*** Opening of INPUT RECORDS ***

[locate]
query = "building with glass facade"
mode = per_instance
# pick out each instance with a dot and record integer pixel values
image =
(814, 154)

*** Close of INPUT RECORDS ***
*** Opening of INPUT RECORDS ***

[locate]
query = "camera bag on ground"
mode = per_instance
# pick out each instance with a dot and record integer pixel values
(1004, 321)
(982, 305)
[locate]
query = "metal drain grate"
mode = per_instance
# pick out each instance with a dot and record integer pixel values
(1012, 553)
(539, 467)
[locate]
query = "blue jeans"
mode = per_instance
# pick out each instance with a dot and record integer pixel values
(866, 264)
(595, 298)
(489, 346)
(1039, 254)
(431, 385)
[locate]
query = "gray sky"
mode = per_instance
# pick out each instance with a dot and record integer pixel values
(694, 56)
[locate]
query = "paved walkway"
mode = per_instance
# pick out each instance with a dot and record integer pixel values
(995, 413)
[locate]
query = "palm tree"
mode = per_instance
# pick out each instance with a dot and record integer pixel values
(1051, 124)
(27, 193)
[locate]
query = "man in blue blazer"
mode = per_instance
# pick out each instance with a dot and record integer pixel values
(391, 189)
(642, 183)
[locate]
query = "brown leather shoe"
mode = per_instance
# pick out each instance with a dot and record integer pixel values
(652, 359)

*** Close of INPUT RECORDS ***
*** Opening of INPUT RECORDS ***

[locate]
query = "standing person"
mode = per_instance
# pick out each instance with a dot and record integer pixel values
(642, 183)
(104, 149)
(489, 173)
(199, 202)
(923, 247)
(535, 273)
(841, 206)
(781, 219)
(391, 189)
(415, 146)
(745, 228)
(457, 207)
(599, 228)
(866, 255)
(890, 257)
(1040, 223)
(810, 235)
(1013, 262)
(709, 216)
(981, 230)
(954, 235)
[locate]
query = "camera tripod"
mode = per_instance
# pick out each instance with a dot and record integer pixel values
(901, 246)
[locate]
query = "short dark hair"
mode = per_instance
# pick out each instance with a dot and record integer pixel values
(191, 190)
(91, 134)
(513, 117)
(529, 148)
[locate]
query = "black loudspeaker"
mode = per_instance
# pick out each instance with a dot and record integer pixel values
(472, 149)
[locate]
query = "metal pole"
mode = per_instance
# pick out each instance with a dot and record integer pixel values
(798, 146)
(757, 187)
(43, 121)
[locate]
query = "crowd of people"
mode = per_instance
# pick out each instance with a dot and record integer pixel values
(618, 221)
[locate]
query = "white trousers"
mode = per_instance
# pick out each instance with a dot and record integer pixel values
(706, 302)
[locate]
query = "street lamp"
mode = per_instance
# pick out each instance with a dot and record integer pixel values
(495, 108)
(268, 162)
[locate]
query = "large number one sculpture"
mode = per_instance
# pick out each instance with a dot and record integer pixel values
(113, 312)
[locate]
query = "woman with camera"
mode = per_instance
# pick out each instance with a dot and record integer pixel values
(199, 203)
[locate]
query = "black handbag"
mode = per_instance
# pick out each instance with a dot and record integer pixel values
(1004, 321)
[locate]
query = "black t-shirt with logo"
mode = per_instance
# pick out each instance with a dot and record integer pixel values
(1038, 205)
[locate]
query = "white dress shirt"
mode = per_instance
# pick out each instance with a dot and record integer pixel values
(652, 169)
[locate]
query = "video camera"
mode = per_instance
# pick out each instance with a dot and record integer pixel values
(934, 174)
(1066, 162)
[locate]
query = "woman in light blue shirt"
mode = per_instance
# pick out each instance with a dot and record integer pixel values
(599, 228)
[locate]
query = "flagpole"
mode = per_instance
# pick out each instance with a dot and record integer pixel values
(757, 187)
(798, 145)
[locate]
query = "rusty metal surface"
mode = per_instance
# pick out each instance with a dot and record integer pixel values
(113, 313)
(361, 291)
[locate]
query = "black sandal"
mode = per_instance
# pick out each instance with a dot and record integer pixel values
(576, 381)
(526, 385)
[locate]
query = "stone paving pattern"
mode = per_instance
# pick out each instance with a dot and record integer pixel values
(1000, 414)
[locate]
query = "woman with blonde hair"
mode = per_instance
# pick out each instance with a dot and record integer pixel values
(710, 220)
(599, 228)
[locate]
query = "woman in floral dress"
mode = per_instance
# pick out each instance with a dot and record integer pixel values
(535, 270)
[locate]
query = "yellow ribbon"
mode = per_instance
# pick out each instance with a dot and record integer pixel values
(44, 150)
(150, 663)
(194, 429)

*** Close of INPUT RECORDS ***

**WHAT YOU NEED TO DO:**
Show me each line of the listing above with "woman" in it.

**RESPONSE FOR THIS EXERCISE:**
query = "woman with camera"
query = "woman in light blue shirt"
query = "woman with blonde hair"
query = "woman in floral dress"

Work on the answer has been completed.